***** SUPPLIED TEXT
Differences in the cultural dimensions may cause different expectations and practice
toward English teaching and learning in terms of pedagogical choice and teacher
interaction style.

The matter of classroom interaction with the influence of cultural factors in
particular has also been covered. Hofstede (1986) argues that in individualistic
societies, students freely and publicly express their opinion and argument and the
teacher consider confrontation and competition as benefits for the sake of learning.
In the collectivistic cultures, the author highlights the authority of the teacher and
states that student talk in front of class, confrontation and competition are less
observed. In EFL classroom interaction, such different features significantly impact
on teachers‟ communication style have been recorded across cultures (Khan, 2014).
The study raises awareness toward different communication styles among teachers
and students across cultures, who in some way involve in the same classroom of
EFL teaching and learning. It reveals that individualistic cultures have a direct and
informal style of communication while an indirect and formal style is applied in
collectivistic cultures. Such findings indicate a direct link between the cultural
dimension and the EFL classroom oral interaction in general and between a typical
set of cultural values and a set of consequent acts in oral interaction of EFL teachers
across cultures.
**********
[YOUR TASKS]
1. Summarize the passage on culture and EFL classroom interaction in two sentences.
2. Print the portion of the passage on culture and EFL classroom interaction between "Differences in the" and "cultures (Khan, 2014).", inclusive.
The items play no part in what is asked here.
***** SUPPLIED RECORDS
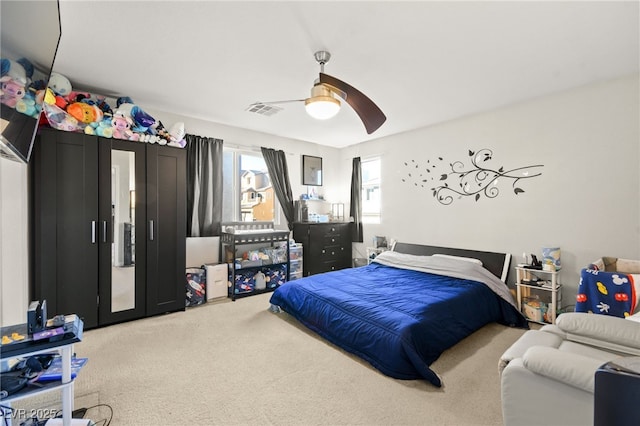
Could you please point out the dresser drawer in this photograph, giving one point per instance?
(328, 252)
(329, 266)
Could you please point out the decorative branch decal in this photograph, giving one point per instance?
(474, 181)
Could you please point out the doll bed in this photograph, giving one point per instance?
(404, 309)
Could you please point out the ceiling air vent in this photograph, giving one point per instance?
(264, 109)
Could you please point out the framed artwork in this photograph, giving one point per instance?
(311, 170)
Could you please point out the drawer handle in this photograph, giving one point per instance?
(93, 232)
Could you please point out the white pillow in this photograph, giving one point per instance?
(468, 259)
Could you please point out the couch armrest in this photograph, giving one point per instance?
(568, 368)
(602, 331)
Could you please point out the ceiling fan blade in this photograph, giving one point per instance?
(372, 117)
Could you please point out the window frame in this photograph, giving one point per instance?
(236, 175)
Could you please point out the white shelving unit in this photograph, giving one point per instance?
(530, 279)
(64, 347)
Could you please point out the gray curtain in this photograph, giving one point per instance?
(279, 174)
(204, 186)
(356, 201)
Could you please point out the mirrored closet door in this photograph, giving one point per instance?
(121, 224)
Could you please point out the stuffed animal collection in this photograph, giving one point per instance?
(69, 110)
(16, 86)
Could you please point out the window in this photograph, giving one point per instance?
(248, 194)
(371, 190)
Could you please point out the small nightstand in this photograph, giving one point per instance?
(531, 279)
(372, 252)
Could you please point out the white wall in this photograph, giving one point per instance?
(586, 201)
(14, 218)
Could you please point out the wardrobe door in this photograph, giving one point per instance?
(65, 228)
(121, 223)
(166, 229)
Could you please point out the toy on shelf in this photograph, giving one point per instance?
(15, 77)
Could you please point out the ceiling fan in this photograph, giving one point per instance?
(323, 103)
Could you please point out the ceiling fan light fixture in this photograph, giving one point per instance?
(321, 105)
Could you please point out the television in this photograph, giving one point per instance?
(29, 37)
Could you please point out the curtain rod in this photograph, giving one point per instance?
(254, 148)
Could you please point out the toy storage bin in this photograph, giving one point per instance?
(295, 251)
(196, 286)
(295, 266)
(275, 275)
(245, 281)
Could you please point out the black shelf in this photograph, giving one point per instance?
(260, 236)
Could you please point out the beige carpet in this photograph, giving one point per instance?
(237, 363)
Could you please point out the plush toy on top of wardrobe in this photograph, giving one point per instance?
(76, 111)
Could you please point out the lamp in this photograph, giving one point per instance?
(321, 105)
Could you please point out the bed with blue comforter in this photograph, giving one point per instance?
(402, 311)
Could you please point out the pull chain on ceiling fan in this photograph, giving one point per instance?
(323, 104)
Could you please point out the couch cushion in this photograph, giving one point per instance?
(601, 331)
(528, 339)
(569, 368)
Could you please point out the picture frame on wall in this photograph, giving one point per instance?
(311, 170)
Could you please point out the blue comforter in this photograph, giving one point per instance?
(398, 320)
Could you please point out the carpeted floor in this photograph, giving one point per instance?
(229, 363)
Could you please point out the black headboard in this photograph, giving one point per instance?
(497, 263)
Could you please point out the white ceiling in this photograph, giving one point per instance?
(421, 62)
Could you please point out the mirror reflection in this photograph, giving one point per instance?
(123, 277)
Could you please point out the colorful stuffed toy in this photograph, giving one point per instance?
(606, 293)
(15, 77)
(84, 112)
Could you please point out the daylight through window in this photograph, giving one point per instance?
(371, 190)
(248, 194)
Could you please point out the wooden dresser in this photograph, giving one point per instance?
(327, 246)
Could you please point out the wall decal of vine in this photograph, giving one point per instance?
(461, 181)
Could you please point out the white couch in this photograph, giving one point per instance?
(547, 376)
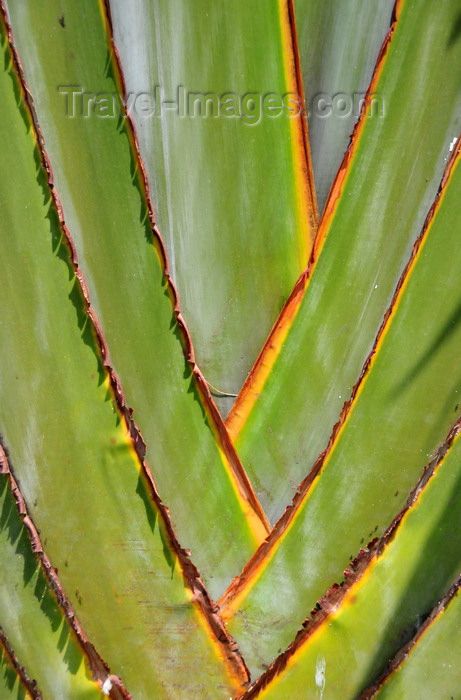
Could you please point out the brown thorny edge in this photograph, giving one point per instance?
(200, 597)
(331, 601)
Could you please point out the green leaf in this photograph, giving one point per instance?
(339, 44)
(429, 665)
(285, 415)
(360, 629)
(90, 498)
(402, 411)
(101, 189)
(30, 615)
(231, 195)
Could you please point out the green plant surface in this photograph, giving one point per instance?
(413, 379)
(231, 194)
(11, 687)
(408, 573)
(31, 618)
(338, 47)
(101, 189)
(431, 663)
(72, 454)
(286, 413)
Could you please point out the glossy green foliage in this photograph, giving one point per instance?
(368, 241)
(228, 182)
(233, 198)
(432, 663)
(101, 189)
(338, 46)
(383, 609)
(31, 618)
(414, 380)
(74, 462)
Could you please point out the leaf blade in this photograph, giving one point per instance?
(104, 204)
(204, 172)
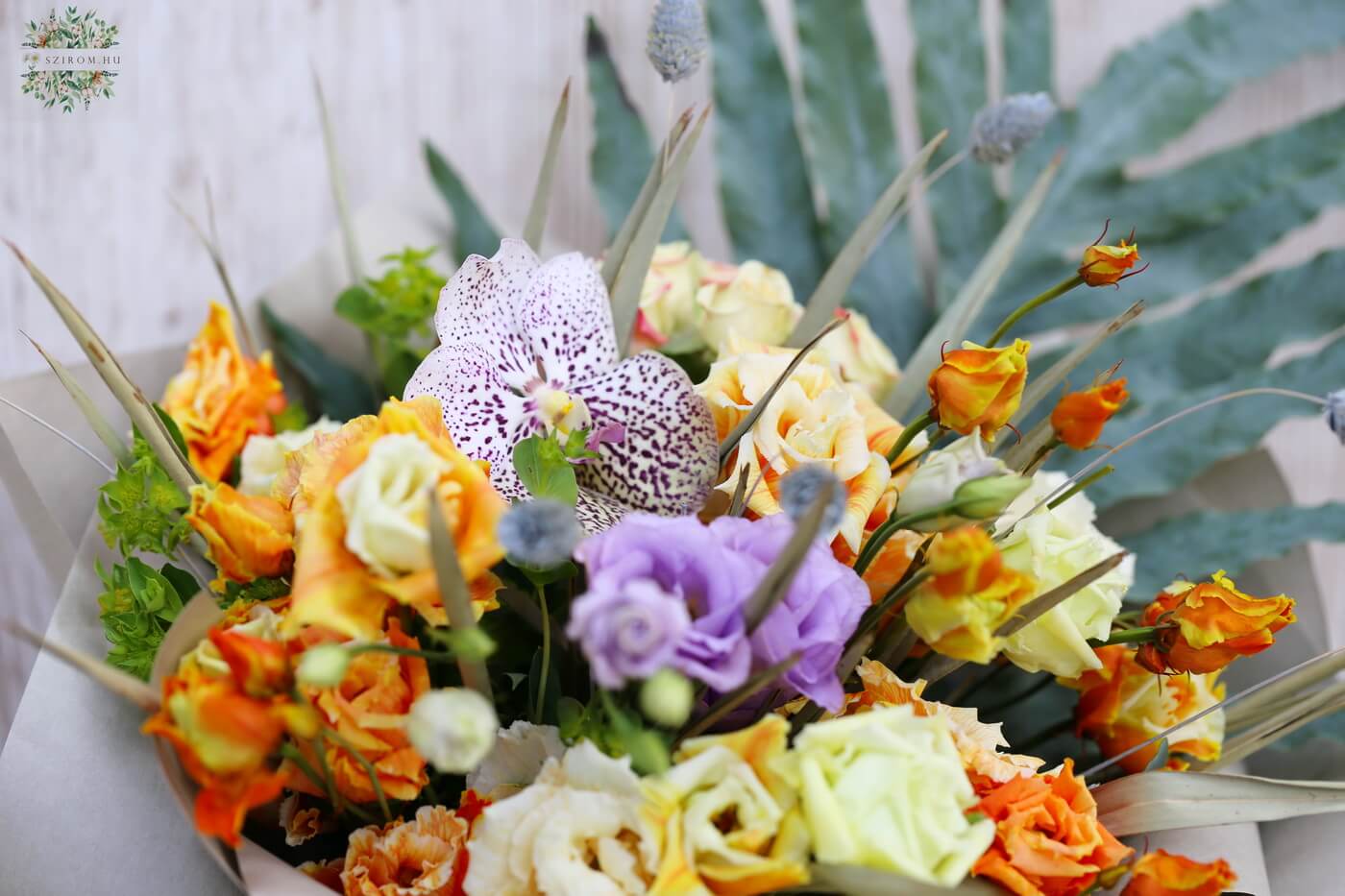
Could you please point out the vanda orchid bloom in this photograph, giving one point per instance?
**********
[SOLVED TASKS]
1. Hofstede (1986) argues that in individualistic societies students express opinions freely and teachers see confrontation and competition as good for learning, while collectivistic cultures stress the teacher's authority and show less student talk, confrontation and competition. A study by Khan (2014) finds a direct, informal communication style in individualistic cultures and an indirect, formal one in collectivistic cultures, indicating a direct link between cultural dimension and oral interaction in EFL classrooms.

2.
Differences in the cultural dimensions may cause different expectations and practice
toward English teaching and learning in terms of pedagogical choice and teacher
interaction style.

The matter of classroom interaction with the influence of cultural factors in
particular has also been covered. Hofstede (1986) argues that in individualistic
societies, students freely and publicly express their opinion and argument and the
teacher consider confrontation and competition as benefits for the sake of learning.
In the collectivistic cultures, the author highlights the authority of the teacher and
states that student talk in front of class, confrontation and competition are less
observed. In EFL classroom interaction, such different features significantly impact
on teachers‟ communication style have been recorded across cultures (Khan, 2014).